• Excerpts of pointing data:

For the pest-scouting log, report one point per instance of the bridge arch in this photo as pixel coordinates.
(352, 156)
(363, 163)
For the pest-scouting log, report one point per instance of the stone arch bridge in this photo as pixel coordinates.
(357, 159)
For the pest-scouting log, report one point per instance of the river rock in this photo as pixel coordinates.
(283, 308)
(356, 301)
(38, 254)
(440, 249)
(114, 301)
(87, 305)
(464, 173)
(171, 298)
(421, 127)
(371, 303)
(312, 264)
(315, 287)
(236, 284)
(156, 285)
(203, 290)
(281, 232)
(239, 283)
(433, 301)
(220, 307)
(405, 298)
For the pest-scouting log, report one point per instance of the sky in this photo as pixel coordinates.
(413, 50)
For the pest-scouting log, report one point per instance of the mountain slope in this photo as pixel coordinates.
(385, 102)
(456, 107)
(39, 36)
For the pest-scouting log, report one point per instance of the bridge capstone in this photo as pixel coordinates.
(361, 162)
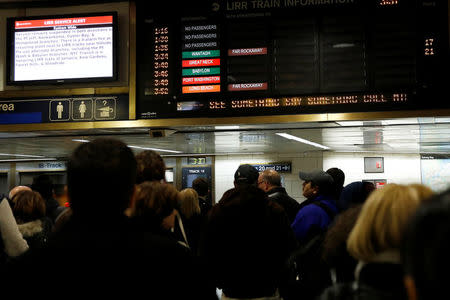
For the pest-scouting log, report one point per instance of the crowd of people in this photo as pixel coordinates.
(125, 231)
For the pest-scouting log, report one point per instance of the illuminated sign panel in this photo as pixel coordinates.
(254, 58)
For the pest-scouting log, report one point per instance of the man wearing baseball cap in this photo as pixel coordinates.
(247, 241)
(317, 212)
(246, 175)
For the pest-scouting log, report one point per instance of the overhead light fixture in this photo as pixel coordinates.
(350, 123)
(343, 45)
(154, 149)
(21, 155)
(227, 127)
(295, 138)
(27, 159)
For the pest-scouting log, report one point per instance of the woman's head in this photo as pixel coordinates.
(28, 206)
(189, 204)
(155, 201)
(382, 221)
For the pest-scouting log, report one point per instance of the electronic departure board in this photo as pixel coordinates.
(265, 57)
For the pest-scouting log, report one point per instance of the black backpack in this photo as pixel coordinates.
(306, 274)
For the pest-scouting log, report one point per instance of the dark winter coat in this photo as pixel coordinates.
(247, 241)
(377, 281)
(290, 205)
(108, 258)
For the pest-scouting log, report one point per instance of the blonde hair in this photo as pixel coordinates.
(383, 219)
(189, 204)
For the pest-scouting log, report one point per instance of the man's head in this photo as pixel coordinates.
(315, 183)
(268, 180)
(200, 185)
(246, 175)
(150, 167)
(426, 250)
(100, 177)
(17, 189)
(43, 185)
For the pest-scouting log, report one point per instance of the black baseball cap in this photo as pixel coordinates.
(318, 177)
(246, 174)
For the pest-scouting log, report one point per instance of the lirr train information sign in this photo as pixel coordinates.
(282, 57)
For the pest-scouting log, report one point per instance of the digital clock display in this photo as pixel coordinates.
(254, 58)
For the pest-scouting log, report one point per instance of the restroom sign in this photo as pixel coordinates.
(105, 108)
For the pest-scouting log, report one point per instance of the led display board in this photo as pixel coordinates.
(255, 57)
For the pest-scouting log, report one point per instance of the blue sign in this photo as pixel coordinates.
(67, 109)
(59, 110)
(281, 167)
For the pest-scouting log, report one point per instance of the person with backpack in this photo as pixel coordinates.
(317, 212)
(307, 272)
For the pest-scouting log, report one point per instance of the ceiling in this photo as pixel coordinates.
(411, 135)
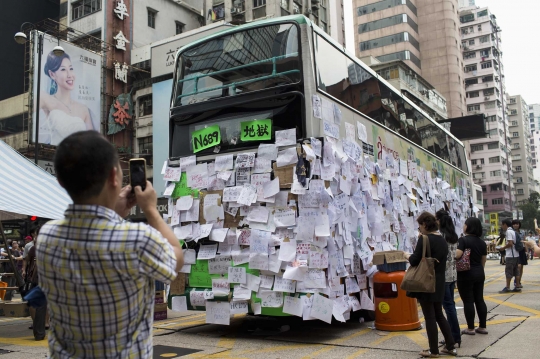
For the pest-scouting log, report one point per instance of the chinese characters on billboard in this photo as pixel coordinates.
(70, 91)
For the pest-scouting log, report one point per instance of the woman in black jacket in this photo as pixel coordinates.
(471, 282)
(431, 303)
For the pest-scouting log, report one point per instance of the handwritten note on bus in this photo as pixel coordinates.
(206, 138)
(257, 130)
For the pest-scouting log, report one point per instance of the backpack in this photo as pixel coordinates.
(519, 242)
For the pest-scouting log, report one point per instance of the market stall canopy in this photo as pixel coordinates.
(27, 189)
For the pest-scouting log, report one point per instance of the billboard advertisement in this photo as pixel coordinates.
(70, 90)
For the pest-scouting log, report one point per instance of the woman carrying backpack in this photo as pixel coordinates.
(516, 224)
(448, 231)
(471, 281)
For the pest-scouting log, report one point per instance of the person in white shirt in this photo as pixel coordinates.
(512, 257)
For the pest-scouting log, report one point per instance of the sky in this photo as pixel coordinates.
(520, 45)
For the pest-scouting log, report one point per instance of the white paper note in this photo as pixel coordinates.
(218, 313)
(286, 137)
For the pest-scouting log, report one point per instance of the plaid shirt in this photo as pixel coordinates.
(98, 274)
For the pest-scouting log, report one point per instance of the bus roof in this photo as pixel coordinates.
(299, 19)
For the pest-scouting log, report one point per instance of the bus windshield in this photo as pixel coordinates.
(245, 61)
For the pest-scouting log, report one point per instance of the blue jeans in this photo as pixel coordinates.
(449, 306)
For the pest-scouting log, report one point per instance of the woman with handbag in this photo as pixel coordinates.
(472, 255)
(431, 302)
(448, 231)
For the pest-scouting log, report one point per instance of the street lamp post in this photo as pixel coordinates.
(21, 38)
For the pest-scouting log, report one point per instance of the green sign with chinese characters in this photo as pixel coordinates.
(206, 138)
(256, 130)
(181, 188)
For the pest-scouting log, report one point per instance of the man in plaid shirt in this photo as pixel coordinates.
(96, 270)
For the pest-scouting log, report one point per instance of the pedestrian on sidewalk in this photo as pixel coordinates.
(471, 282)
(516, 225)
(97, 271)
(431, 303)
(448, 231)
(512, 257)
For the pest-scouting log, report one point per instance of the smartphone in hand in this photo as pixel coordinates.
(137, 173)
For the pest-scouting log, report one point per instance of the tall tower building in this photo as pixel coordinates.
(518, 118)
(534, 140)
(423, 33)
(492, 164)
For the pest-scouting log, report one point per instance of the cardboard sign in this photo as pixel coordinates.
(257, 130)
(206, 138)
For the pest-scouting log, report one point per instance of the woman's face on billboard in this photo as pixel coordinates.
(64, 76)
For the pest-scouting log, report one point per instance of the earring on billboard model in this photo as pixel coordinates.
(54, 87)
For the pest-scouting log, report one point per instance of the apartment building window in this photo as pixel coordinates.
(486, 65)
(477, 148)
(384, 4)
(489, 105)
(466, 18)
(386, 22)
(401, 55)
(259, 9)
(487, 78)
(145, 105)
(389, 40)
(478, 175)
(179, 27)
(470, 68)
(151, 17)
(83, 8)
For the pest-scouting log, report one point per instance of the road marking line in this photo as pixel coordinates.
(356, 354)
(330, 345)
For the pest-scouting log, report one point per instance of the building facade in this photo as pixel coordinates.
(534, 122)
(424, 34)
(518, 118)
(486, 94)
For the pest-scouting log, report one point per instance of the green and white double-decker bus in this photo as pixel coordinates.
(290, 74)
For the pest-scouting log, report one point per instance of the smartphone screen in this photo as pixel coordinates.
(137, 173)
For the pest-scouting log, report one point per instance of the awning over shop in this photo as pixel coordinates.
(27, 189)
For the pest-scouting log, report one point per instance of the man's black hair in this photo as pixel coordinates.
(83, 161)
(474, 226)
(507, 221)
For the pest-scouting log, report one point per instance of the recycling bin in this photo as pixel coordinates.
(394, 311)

* * *

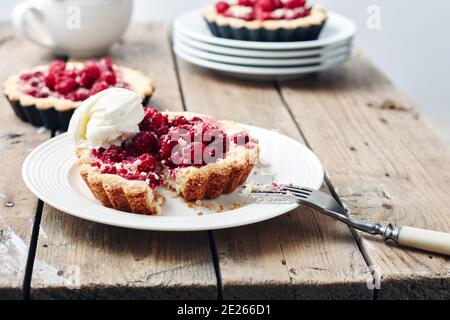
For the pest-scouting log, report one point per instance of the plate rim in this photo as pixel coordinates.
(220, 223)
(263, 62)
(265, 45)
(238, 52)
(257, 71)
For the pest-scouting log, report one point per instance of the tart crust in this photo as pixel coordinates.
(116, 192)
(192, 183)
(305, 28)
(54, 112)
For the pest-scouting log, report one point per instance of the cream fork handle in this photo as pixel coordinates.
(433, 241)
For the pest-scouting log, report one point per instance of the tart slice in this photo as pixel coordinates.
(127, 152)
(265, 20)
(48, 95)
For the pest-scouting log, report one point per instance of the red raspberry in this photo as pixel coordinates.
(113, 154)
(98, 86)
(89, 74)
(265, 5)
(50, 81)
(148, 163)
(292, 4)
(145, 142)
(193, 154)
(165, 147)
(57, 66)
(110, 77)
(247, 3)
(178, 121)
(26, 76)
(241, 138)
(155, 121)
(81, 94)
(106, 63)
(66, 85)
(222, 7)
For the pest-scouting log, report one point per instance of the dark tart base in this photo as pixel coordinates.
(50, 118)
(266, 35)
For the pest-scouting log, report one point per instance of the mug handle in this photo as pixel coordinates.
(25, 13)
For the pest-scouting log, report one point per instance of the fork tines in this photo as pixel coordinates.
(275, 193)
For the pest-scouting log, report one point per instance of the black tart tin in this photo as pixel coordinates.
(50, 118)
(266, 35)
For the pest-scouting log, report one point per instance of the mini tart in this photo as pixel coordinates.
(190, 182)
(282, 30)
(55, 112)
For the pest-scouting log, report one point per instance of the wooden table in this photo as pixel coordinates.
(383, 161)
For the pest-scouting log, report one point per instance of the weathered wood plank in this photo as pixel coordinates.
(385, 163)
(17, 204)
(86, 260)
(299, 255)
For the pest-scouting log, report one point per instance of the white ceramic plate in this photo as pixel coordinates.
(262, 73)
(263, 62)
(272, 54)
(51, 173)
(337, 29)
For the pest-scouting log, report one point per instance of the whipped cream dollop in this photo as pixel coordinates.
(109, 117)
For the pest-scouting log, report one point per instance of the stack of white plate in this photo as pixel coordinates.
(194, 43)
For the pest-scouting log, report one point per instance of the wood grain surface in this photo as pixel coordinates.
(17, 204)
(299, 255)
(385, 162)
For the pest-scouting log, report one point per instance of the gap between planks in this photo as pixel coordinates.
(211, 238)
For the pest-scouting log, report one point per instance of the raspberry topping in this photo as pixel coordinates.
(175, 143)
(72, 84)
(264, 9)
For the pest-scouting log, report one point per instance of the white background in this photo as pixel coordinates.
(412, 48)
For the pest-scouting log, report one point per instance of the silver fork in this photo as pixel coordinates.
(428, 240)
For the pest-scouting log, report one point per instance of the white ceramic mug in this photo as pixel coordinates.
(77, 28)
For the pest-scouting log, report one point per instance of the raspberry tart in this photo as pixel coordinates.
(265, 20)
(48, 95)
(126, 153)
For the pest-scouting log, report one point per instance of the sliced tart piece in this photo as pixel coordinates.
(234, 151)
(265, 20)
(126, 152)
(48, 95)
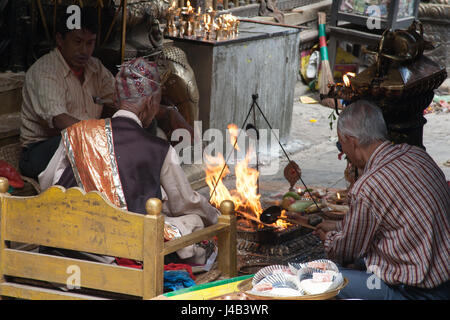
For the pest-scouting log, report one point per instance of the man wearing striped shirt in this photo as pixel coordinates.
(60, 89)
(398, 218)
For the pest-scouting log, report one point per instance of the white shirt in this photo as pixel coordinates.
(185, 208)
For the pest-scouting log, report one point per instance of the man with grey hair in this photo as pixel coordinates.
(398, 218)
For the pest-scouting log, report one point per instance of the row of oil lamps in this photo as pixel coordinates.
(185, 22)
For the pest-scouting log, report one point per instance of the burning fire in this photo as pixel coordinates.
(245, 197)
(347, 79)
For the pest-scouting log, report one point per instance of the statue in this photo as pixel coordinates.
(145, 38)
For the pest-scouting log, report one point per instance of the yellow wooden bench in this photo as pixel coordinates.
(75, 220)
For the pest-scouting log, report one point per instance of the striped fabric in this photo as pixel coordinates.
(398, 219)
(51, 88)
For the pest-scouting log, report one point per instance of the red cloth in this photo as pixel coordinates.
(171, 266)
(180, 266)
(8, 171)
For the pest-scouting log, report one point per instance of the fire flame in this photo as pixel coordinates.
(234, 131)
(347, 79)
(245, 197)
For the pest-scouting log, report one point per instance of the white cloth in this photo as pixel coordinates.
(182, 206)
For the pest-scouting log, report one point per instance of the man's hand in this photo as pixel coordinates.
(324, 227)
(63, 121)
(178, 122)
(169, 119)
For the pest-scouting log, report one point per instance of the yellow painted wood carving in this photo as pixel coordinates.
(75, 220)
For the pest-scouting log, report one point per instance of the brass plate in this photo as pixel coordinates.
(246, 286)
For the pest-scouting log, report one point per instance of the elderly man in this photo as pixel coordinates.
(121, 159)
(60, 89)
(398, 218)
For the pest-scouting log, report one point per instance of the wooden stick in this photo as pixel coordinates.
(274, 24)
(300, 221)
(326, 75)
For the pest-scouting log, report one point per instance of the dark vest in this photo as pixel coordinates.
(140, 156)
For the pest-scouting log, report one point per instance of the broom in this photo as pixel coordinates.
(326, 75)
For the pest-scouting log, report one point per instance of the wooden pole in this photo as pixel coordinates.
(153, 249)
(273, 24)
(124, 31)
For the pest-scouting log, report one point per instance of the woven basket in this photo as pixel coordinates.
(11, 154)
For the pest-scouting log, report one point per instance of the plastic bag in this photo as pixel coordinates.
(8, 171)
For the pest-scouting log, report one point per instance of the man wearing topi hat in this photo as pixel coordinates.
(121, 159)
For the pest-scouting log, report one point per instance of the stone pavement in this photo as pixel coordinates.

* * *

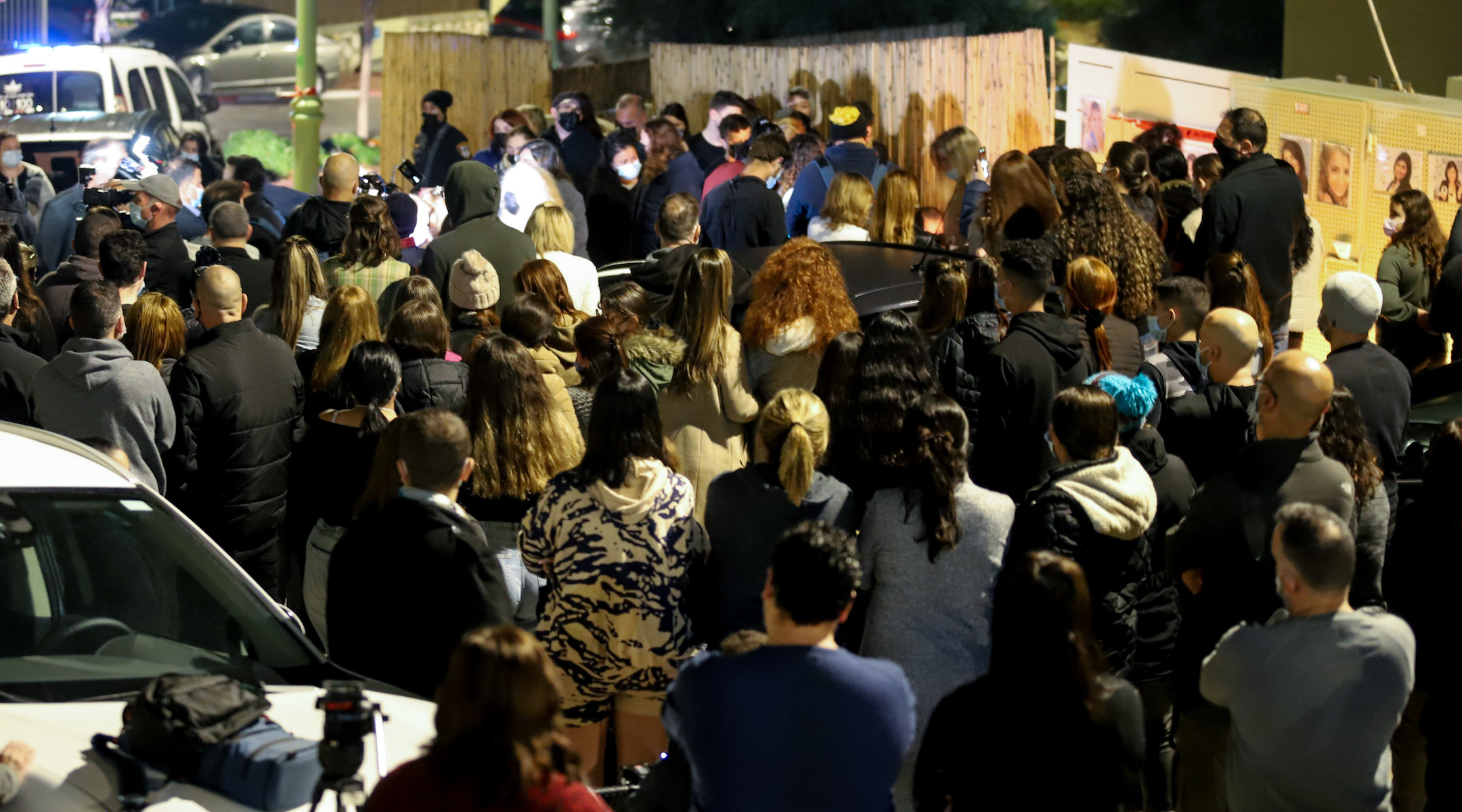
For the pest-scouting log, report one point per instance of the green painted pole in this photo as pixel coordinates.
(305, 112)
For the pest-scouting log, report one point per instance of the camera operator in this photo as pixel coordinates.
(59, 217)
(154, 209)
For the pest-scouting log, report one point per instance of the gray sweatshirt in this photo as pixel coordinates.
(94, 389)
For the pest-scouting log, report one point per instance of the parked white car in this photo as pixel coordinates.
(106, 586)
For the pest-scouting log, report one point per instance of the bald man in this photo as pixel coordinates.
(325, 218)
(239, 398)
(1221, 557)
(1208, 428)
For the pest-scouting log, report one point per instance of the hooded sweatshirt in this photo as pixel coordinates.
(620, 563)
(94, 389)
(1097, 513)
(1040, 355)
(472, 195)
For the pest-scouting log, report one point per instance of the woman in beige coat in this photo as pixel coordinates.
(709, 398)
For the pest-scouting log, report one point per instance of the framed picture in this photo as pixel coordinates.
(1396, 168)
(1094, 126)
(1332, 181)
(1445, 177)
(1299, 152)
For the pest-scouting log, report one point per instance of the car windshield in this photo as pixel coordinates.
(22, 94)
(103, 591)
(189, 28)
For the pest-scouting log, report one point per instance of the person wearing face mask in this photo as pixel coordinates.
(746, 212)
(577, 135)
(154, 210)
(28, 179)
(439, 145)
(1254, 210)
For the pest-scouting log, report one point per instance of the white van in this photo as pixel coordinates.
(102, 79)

• PROBLEM DESCRIPTION:
Rewrite the lines from the one containing "beige coat in this photo as pixel coordinates." down to the one containing "(1299, 152)", swapping "beige coat" for "tan coat" and leaving everything else unchanged.

• TASK RESULT:
For the pest-scouting log, report one point per instance of the woman in tan coat in this photo as pixel coordinates.
(709, 398)
For the pest-scouting log, report one point per instance of the framed picture in this photo as pixel coordinates.
(1396, 168)
(1094, 126)
(1332, 181)
(1445, 177)
(1299, 152)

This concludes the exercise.